Die Aufgaben:
1. Wovon hängt laut dem Lesetext die Tilgungsfrist nach dem Tilgungsgesetz ab?
2. Filtere die Datensätze nach dem Wort „have“ und gib bitte jede Zeile wieder, die es enthält.
──────── Lesetext
DIE  BUNDESMINISTERIN
           FÜR  JUSTIZ

BMJ-Pr7000/0059-Pr 1/2006

 

An den

                                      Herrn Präsidenten des Bundesrates

                                                                                                                           W i e n

 

zur Zahl 2449/J-BR/2006

 

Die Bundesräte Jürgen Weiss, Edgar Mayer, Ing. Reinhold Einwallner, Kolleginnen und Kollegen haben an mich eine schriftliche Anfrage betreffend „Tilgungsfristen bei Sexualstraftätern“ gerichtet.

Ich beantworte diese Anfrage wie folgt:

Zu 1 bis 3:

Die Tilgung einer Verurteilung dient der Rehabilitierung des Verurteilten und damit der Spezialprävention. Nach dem Tilgungsgesetz hängt die Tilgungsfrist von der Dauer der im konkreten Fall ausgesprochenen Strafe ab, wobei im Fall einer Verurteilung zu einer lebenslangen Freiheitsstrafe keine Tilgung möglich ist. Da die im konkreten Fall ausgesprochene Strafe von der gesetzlichen Strafdrohung abhängig ist, fließt die Wertung des Gesetzgebers über die Schwere der Tat in die Strafzumessung ein, welche wiederum für die Tilgungsfrist ausschlaggebend ist. Das System der Tilgungsfristen knüpft ausschließlich und unabhängig von der Deliktsgruppe an die Höhe der verhängten Strafe (und die Anzahl der Verurteilungen) an. Daher kann auch eine Verurteilung wegen Mordes unter den im Gesetz bezeichneten Voraussetzungen getilgt werden, sofern der Täter nicht zu lebenslanger Freiheitsstrafe verurteilt wurde. Die Einführung von Sonderbestimmungen für Sexualdelikte hinsichtlich der Tilgungsfrist würde also einen Systembruch innerhalb des Tilgungsrechts darstellen, der sachlich kaum zu rechtfertigen wäre und damit in einem Spannungsverhältnis zum verfassungsrechtlichen Gleichheitsgrundsatz (Art. 7 Abs. 1      B-VG; Art 2 Staatsgrundgesetz) stünde.
────────────────
──────── Ausgangsmaterial
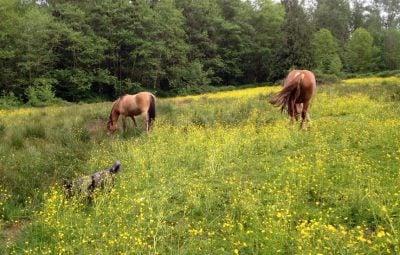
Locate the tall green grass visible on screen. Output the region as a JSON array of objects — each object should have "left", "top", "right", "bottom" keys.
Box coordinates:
[{"left": 0, "top": 81, "right": 400, "bottom": 254}]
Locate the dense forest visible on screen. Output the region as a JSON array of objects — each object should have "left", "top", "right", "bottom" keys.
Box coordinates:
[{"left": 0, "top": 0, "right": 400, "bottom": 105}]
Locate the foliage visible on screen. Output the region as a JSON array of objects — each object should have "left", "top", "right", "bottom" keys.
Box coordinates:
[
  {"left": 0, "top": 77, "right": 400, "bottom": 254},
  {"left": 345, "top": 28, "right": 377, "bottom": 72},
  {"left": 0, "top": 0, "right": 400, "bottom": 101},
  {"left": 311, "top": 29, "right": 342, "bottom": 75}
]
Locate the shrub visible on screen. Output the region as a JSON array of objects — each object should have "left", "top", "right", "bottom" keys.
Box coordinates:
[
  {"left": 0, "top": 91, "right": 22, "bottom": 108},
  {"left": 26, "top": 78, "right": 57, "bottom": 106}
]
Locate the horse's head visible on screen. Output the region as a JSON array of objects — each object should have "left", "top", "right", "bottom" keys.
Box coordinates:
[{"left": 107, "top": 119, "right": 118, "bottom": 134}]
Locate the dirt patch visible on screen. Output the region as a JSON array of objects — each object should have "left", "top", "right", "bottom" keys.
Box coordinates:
[
  {"left": 86, "top": 119, "right": 107, "bottom": 134},
  {"left": 175, "top": 98, "right": 193, "bottom": 106}
]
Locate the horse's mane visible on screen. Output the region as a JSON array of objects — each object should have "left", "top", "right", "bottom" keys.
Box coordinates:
[
  {"left": 269, "top": 73, "right": 304, "bottom": 115},
  {"left": 108, "top": 94, "right": 122, "bottom": 122}
]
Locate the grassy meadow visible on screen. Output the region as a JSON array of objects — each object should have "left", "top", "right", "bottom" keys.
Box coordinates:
[{"left": 0, "top": 78, "right": 400, "bottom": 254}]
────────────────
Lösungen zur Übung:
1. Von der Dauer der im konkreten Fall ausgesprochenen Strafe.

2.
Locate the tall green grass visible on screen. Output the region as a JSON array of objects — each object should have "left", "top", "right", "bottom" keys.
Locate the dense forest visible on screen. Output the region as a JSON array of objects — each object should have "left", "top", "right", "bottom" keys.
Locate the foliage visible on screen. Output the region as a JSON array of objects — each object should have "left", "top", "right", "bottom" keys.
Locate the shrub visible on screen. Output the region as a JSON array of objects — each object should have "left", "top", "right", "bottom" keys.
Locate the horse's head visible on screen. Output the region as a JSON array of objects — each object should have "left", "top", "right", "bottom" keys.
Locate the dirt patch visible on screen. Output the region as a JSON array of objects — each object should have "left", "top", "right", "bottom" keys.
Locate the horse's mane visible on screen. Output the region as a JSON array of objects — each object should have "left", "top", "right", "bottom" keys.
Locate the grassy meadow visible on screen. Output the region as a JSON array of objects — each object should have "left", "top", "right", "bottom" keys.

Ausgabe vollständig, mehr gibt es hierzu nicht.